### Job
Reproduce every record below verbatim, line by line, changing nothing.

### Given information
^^^^^^^^

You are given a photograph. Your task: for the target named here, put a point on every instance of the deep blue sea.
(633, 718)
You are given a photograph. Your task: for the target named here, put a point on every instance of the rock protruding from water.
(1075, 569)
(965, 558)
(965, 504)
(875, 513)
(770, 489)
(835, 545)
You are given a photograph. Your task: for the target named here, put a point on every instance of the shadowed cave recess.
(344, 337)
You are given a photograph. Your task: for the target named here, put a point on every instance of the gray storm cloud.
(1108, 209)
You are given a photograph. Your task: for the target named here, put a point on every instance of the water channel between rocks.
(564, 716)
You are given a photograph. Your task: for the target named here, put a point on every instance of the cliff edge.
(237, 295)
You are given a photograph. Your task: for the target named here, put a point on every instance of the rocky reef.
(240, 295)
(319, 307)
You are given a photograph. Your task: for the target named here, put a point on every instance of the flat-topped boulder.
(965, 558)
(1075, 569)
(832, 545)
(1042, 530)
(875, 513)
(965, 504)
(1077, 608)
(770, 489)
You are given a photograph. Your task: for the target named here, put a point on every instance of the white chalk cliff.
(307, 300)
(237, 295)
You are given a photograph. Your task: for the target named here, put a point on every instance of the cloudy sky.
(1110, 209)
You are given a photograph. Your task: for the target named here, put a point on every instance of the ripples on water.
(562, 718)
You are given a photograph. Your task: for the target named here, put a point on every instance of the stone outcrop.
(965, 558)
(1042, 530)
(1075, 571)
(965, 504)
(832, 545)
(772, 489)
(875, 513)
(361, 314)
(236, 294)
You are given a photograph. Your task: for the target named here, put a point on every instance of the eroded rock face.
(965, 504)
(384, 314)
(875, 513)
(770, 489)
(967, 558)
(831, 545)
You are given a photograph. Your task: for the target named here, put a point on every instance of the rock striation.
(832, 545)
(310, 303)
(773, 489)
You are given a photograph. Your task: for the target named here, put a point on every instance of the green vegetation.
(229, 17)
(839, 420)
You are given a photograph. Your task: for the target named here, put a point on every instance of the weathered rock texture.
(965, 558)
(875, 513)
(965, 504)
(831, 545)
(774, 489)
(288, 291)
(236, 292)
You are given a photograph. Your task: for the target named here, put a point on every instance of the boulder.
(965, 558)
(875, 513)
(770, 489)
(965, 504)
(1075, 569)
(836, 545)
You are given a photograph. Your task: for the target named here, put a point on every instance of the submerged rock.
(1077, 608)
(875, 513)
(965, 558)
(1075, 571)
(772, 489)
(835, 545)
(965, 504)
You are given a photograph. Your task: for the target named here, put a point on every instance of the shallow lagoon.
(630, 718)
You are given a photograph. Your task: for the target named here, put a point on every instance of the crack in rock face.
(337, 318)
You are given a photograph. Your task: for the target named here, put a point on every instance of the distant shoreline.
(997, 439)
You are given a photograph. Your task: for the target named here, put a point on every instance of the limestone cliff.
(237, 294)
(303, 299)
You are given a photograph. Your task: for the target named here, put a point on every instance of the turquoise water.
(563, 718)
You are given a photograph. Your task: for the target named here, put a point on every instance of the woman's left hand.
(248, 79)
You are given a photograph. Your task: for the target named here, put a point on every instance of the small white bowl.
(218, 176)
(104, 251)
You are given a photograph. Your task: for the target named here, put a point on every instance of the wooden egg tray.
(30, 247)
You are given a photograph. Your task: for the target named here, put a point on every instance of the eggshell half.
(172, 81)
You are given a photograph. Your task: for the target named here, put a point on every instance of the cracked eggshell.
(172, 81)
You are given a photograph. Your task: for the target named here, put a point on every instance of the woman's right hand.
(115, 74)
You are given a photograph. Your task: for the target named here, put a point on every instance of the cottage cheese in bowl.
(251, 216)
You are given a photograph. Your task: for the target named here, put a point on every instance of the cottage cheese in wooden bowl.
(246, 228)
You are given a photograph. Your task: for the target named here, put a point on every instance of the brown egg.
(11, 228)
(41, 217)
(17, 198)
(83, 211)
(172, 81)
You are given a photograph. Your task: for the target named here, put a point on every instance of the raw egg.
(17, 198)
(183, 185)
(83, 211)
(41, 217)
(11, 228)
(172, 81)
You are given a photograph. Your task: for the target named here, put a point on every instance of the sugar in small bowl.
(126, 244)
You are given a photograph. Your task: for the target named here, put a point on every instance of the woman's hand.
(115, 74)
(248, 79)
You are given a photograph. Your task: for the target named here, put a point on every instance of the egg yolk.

^^^^^^^^

### Full output
You are given a photograph. Your task: for the target named here, put a point on every instance of the deep blue sea.
(633, 718)
You are given a photograph. Your task: for the target named here, put a point on every instance of the rock protruding from water.
(1075, 569)
(965, 558)
(965, 504)
(875, 513)
(770, 489)
(835, 545)
You are given a photograph. Your task: for the target named here, put a point on every instance of the shadowed cave recess.
(344, 337)
You are given a photograph. Your task: for the target named here, put a point on every instance of the gray storm cloud.
(1108, 209)
You are given a photograph. Your task: for the target named here, put a point on every instance of the water channel between rocks.
(564, 716)
You are given a photograph. Your task: for the target named here, put a point on every instance of the cliff edge.
(237, 295)
You are given a photograph. Your task: for the target named here, put a point on every instance of the rocky reef.
(240, 295)
(319, 307)
You are given a photograph. Your task: for the target named here, put a point on every instance of the flat-topped boulder.
(965, 558)
(1075, 569)
(832, 545)
(1042, 530)
(875, 513)
(965, 504)
(1077, 608)
(770, 489)
You are given a photograph. Your task: for the target named here, put a point on every instance of the white chalk cliff.
(307, 300)
(237, 295)
You are given a photograph. Your task: for the target named here, put a point on every instance of the cloudy sky.
(1110, 209)
You are given a photograph. Your task: for the target named here, put a point on every instance of the ripples on water.
(562, 718)
You are given a photograph. Your task: for the target named here, put a point on every instance of the stone outcrop.
(965, 558)
(1042, 530)
(1075, 571)
(965, 504)
(832, 545)
(772, 489)
(875, 513)
(361, 314)
(236, 294)
You are given a photograph. Your task: for the target named here, put a point on every instance of the eroded rock face.
(965, 504)
(384, 314)
(875, 513)
(770, 489)
(967, 558)
(831, 545)
You are given a photograph. Your task: for the target named here, put a point on every instance of the rock striation.
(832, 545)
(310, 303)
(773, 489)
You are given a photograph. Your task: for the target named here, put a point on every instance of the green vegetation.
(229, 17)
(839, 420)
You are given a photograph. Your task: for the target named here, put a point on every instance of the weathered rock texture.
(965, 558)
(875, 513)
(965, 504)
(831, 545)
(774, 489)
(288, 291)
(236, 292)
You are given a photograph. Your task: for the target named here, put a point on every instance of the boulder.
(965, 558)
(875, 513)
(770, 489)
(965, 504)
(1075, 569)
(836, 545)
You are given a photograph. Your task: for the target named here, put a point on every instance of the submerged rock.
(1077, 608)
(875, 513)
(965, 558)
(1075, 571)
(772, 489)
(835, 545)
(965, 504)
You are given a photograph. Your task: for the target named here, put a point on every instance of the shallow lagoon.
(630, 718)
You are given a photograph. Your task: for the target named here, put a point on every instance of the crack in rock face.
(337, 318)
You are given a photograph. Your task: for the target named here, put a point on every instance of the distant shoreline.
(997, 439)
You are given a photograph. Your task: for the target named here, put a point on every instance of the limestone cliff.
(237, 294)
(303, 299)
You are given a photograph. Your task: for the target named here, put a point on every instance of the turquoise water.
(563, 718)
You are given a photograph. Your task: for the target named here, put a point on every instance of the woman's left hand.
(248, 79)
You are given a photograph. Your task: for the target named here, put a point on every instance of the small white bowl.
(218, 176)
(104, 251)
You are given a photograph. Your task: for the target named here, put a point on every instance of the wooden egg tray.
(30, 247)
You are given a photograph. Your task: for the target named here, put a point on every instance of the eggshell half.
(172, 81)
You are given a photograph. Your task: for the target named here, put a point on every instance of the cracked eggshell.
(172, 81)
You are given a photograph. Your task: for the target named here, put a point on every instance of the woman's right hand.
(115, 74)
You are given a photograph. Your task: for the target named here, put a point on every instance of the cottage cheese in bowl.
(251, 216)
You are given a photograph. Your task: for the target named here, put a point on every instance of the cottage cheese in wooden bowl.
(246, 228)
You are given a photograph. Your task: for the target named here, put a point on every instance of the brown egg.
(11, 228)
(41, 217)
(17, 198)
(83, 211)
(172, 81)
You are given a photograph. Your task: for the target named here, put a point on every instance of the raw egg.
(17, 198)
(183, 185)
(83, 211)
(41, 217)
(11, 228)
(172, 81)
You are given a photograph. Your task: for the target named here, put a point on every instance of the sugar in small bowl.
(126, 244)
You are given a photograph. Your task: for the target named here, put a point on every instance of the woman's hand.
(115, 74)
(248, 79)
You are given a photograph. Your task: for the target named here, put a point on every instance of the egg yolk.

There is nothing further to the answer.